What is being asked = For each line in the data below that holds "mirror", return a copy.

Data for this task =
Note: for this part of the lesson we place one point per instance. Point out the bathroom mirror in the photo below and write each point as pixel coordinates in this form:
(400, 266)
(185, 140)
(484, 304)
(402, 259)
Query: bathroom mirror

Task result =
Note: for this part of the lesson we place one point per instance. Point out the bathroom mirror in the photo below and write each point as pixel coordinates in this form:
Query: bathroom mirror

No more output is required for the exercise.